# SELECTED EXTRACT
--------------------------------------------------

19 Changes in MySQL NDB Cluster 7.2.20 (5.5.43-ndb-7.2.20) (2015-04-13, General Availability)

MySQL NDB Cluster 7.2.20 is a new release of NDB Cluster, incorporating new features in the NDB storage engine, and fixing recently discovered bugs in previous MySQL NDB Cluster 7.2 development releases.

Obtaining MySQL NDB Cluster 7.2. MySQL NDB Cluster 7.2 source code and binaries can be obtained from https://dev.mysql.com/downloads/cluster/.

This release also incorporates all bug fixes and changes made in previous NDB Cluster releases, as well as all bug fixes and feature changes which were added in mainline MySQL 5.5 through MySQL 5.5.43 (see Changes in MySQL 5.5.43 (2015-04-06, General Availability)).

Bugs Fixed

Important Change: The maximum failure time calculation used to ensure that normal node failure handling mechanisms are given time to handle survivable cluster failures (before global checkpoint watchdog mechanisms start to kill nodes due to GCP delays) was excessively conservative, and neglected to consider that there can be at most number_of_data_nodes / NoOfReplicas node failures before the cluster can no longer survive. Now the value of NoOfReplicas is properly taken into account when performing this calculation.
This fix adds the TimeBetweenGlobalCheckpointsTimeout data node configuration parameter, which makes the minimum timeout between global checkpoints settable by the user. This timeout was previously fixed internally at 120000 milliseconds, which is now the default value for this parameter. (Bug #20069617, Bug #20069624)
References: See also: Bug #19858151, Bug #20128256, Bug #20135976.
NDB Cluster APIs: When a transaction is started from a cluster connection, Table and Index schema objects may be passed to this transaction for use. If these schema objects have been acquired from a different connection (Ndb_cluster_connection object), they can be deleted at any point by the deletion or disconnection of the owning connection. This can leave a connection with invalid schema objects, which causes an NDB API application to fail when these are dereferenced.
To avoid this problem, if your application uses multiple connections, you can now set a check to detect sharing of schema objects between connections when passing a schema object to a transaction, using the NdbTransaction::setSchemaObjectOwnerChecks() method added in this release. When this check is enabled, the schema objects having the same names are acquired from the connection and compared to the schema objects passed to the transaction. Failure to match causes the application to fail with an error. (Bug #19785977)

--------------------------------------------------

# JOBS
(1) Answer these questions from the MySQL NDB Cluster 7.2.20 release notes:
(a) On what date was this release issued?
(b) What is the default value of the TimeBetweenGlobalCheckpointsTimeout parameter?
(c) Which method lets an application check for schema objects shared between connections?
(2) List every bug number cited in the MySQL NDB Cluster 7.2.20 release notes.
(3) Please carry the MySQL NDB Cluster 7.2.20 release notes forward from the point where they stop.

[Rows of box annotation data]

--------------------------------------------------

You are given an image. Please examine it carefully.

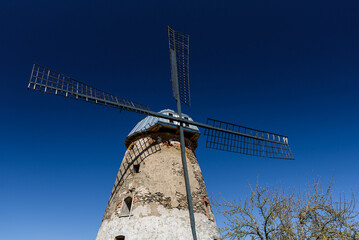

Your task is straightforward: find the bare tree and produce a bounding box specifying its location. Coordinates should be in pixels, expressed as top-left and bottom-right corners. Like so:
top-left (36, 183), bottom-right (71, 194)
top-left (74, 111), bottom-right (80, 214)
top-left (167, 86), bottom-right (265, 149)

top-left (213, 180), bottom-right (359, 240)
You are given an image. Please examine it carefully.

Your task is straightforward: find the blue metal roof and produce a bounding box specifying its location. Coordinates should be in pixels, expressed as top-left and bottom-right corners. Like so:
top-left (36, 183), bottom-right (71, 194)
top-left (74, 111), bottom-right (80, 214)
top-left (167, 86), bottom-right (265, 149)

top-left (127, 109), bottom-right (199, 137)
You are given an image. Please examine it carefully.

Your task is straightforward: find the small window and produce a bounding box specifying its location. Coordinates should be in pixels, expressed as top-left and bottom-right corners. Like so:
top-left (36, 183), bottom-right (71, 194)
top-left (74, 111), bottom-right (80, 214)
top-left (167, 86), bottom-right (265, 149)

top-left (133, 164), bottom-right (140, 173)
top-left (168, 113), bottom-right (173, 123)
top-left (121, 197), bottom-right (132, 216)
top-left (184, 117), bottom-right (189, 127)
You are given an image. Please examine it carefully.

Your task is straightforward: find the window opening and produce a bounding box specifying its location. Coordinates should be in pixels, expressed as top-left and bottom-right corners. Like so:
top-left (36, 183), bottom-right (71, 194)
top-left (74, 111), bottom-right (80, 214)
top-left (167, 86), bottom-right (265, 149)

top-left (184, 117), bottom-right (189, 127)
top-left (133, 164), bottom-right (140, 173)
top-left (122, 197), bottom-right (132, 216)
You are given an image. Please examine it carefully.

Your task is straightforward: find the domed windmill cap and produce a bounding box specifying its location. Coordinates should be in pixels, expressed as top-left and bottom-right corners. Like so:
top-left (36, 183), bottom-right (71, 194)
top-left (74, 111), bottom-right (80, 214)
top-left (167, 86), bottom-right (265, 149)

top-left (125, 109), bottom-right (200, 148)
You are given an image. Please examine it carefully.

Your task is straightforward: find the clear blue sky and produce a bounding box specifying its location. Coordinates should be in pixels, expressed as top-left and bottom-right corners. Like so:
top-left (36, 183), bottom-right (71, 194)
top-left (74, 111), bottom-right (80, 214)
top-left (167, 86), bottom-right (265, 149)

top-left (0, 0), bottom-right (359, 240)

--------------------------------------------------

# RESULTS FOR THE EXERCISE
(1)
(a) 2015-04-13
(b) 120000 milliseconds
(c) NdbTransaction::setSchemaObjectOwnerChecks()

(2)
Bug #20069617
Bug #20069624
Bug #19858151
Bug #20128256
Bug #20135976
Bug #19785977

(3)
NDB Cluster APIs: The increase in the default number of hashmap buckets (DefaultHashMapSize API node configuration parameter) from 240 to 3480 in MySQL NDB Cluster 7.2.11 increased the size of the internal DictHashMapInfo::HashMap type considerably. This type was allocated on the stack in some getTable() calls which could lead to stack overflow issues for NDB API users.
To avoid this problem, the hashmap is now dynamically allocated from the heap. (Bug #19306793)
NDB Cluster APIs: A scan operation, whether it is a single table scan or a query scan used by a pushed join, stores the result set in a buffer. This maximum size of this buffer is calculated and preallocated before the scan operation is started. This buffer may consume a considerable amount of memory; in some cases we observed a 2 GB buffer footprint in tests that executed 100 parallel scans with 2 single-threaded (ndbd) data nodes. This memory consumption was found to scale linearly with additional fragments.
A number of root causes, listed here, were discovered that led to this problem:
- Result rows were unpacked to full NdbRecord format before they were stored in the buffer. If only some but not all columns of a table were selected, the buffer contained empty space (essentially wasted).
- Due to the buffer format being unpacked, VARCHAR and VARBINARY columns always had to be allocated for the maximum size defined for such columns.
- BatchByteSize and MaxScanBatchSize values were not taken into consideration as a limiting factor when calculating the maximum buffer size.
These issues became more evident in NDB 7.2 and later MySQL NDB Cluster release series. This was due to the fact buffer size is scaled by BatchSize, and that the default value for this parameter was increased fourfold (from 64 to 256) beginning with MySQL NDB Cluster 7.2.1.
This fix causes result rows to be buffered using the packed format instead of the unpacked format; a buffered scan result row is now not unpacked until it becomes the current row. In addition, BatchByteSize and MaxScanBatchSize are now used as limiting factors when calculating the required buffer size.
Also as part of this fix, refactoring has been done to separate handling of buffered (packed) from handling of unbuffered result sets, and to remove code that had been unused since NDB 7.0 or earlier. The NdbRecord class declaration has also been cleaned up by removing a number of unused or redundant member variables. (Bug #73781, Bug #75599, Bug #19631350, Bug #20408733)
It was found during testing that problems could arise when the node registered as the arbitrator disconnected or failed during the arbitration process.
In this situation, the node requesting arbitration could never receive a positive acknowledgement from the registered arbitrator; this node also lacked a stable set of members and could not initiate selection of a new arbitrator.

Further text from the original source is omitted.